> **TASK REQUIREMENTS**
How many lines of the material below contain the word "shirt"? Give only the number.

> **DATA ENTRIES**
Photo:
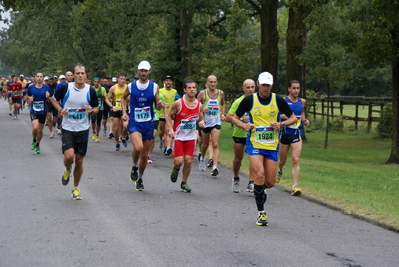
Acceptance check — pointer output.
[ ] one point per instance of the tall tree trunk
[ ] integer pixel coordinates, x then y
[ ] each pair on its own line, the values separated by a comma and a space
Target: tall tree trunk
328, 116
269, 38
186, 18
295, 42
394, 157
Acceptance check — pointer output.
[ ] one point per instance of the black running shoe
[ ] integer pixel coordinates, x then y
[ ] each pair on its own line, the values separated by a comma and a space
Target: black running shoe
215, 172
134, 174
173, 176
139, 185
210, 163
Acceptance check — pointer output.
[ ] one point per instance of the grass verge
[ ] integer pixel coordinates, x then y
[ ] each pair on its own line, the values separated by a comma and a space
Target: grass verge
350, 174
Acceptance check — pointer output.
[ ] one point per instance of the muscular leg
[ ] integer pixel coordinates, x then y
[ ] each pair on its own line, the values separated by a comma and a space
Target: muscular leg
238, 156
296, 153
187, 167
78, 171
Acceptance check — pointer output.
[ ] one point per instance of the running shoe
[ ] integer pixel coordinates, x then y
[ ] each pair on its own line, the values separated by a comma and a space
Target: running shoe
124, 143
262, 219
76, 194
65, 176
210, 163
250, 187
295, 190
202, 165
134, 174
139, 185
184, 188
279, 176
173, 176
215, 172
235, 185
33, 145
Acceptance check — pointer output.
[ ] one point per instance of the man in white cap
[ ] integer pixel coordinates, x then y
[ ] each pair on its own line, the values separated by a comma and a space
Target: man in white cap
263, 109
143, 93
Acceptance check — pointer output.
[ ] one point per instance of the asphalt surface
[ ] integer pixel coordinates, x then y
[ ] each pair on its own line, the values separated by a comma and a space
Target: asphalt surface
115, 225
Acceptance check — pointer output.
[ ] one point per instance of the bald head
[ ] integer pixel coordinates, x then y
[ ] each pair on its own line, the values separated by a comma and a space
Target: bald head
211, 82
248, 86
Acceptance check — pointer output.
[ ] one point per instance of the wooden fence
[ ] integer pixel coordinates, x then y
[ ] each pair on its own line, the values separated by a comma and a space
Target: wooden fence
317, 106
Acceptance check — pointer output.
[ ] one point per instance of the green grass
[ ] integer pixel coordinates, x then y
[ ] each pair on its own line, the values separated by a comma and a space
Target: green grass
351, 173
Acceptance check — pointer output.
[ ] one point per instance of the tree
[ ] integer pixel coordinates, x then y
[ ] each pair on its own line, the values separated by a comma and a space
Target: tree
380, 43
267, 10
325, 53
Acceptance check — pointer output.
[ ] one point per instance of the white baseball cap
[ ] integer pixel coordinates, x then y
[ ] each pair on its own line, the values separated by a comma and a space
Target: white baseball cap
265, 78
144, 65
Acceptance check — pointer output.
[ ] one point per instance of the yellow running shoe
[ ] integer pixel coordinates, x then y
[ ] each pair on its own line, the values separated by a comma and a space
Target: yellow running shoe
76, 194
262, 219
295, 190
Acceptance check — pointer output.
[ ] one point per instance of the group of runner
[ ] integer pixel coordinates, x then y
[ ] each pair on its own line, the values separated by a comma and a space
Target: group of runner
264, 124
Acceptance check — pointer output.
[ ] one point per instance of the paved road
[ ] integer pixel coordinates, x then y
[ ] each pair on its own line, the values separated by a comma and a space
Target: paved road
114, 225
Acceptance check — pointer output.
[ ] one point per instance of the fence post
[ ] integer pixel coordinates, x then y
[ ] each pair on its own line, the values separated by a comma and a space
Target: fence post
357, 115
369, 117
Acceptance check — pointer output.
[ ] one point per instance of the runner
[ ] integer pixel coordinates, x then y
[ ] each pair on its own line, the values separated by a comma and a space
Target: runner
170, 95
96, 119
113, 100
107, 85
16, 95
79, 101
213, 100
36, 98
291, 136
239, 138
143, 93
262, 140
186, 112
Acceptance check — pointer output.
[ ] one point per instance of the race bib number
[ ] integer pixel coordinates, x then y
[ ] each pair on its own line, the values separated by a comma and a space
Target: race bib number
213, 111
142, 114
187, 125
264, 134
118, 104
76, 115
38, 106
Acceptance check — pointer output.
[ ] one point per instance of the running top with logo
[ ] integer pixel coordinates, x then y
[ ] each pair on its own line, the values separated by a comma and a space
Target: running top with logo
261, 112
74, 101
141, 102
185, 121
170, 97
237, 131
15, 89
156, 112
118, 96
297, 109
100, 92
212, 117
39, 98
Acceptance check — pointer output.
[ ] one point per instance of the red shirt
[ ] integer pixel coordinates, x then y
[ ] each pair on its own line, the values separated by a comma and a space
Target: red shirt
16, 89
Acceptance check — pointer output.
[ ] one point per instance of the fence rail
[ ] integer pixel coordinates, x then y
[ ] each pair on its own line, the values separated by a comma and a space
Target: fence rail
375, 109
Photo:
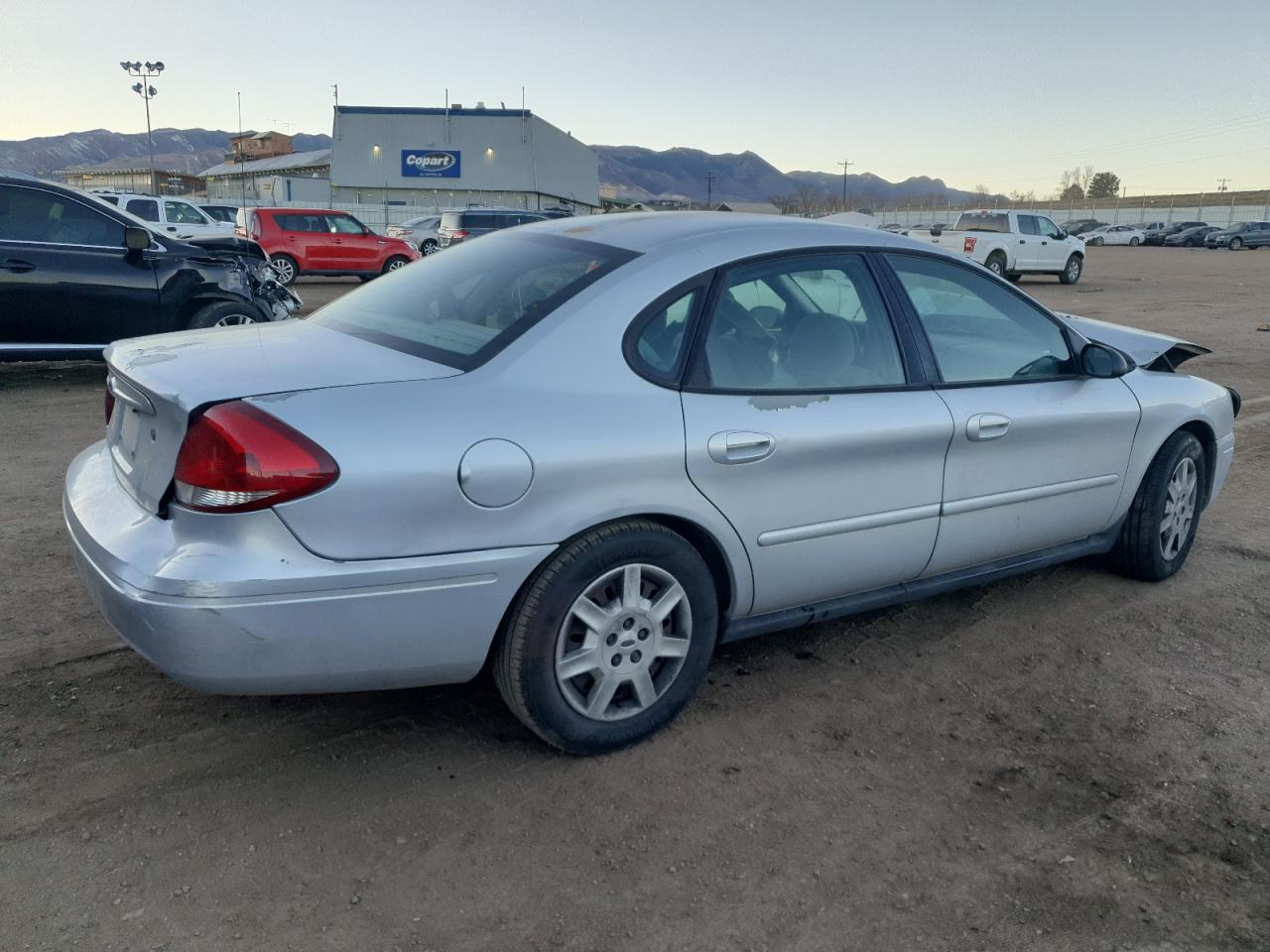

> **SOLUTION TO THIS PROBLEM**
2